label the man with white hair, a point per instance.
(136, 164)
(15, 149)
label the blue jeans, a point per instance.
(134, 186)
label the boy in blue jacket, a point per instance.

◇ ◇ ◇

Request: Return every one of the records above verbatim, keeping each line as it stands.

Solution:
label the man with white hair, a point per instance.
(136, 164)
(15, 149)
label the blue jeans, a point per instance.
(134, 186)
label the boy in blue jacket, a point per instance.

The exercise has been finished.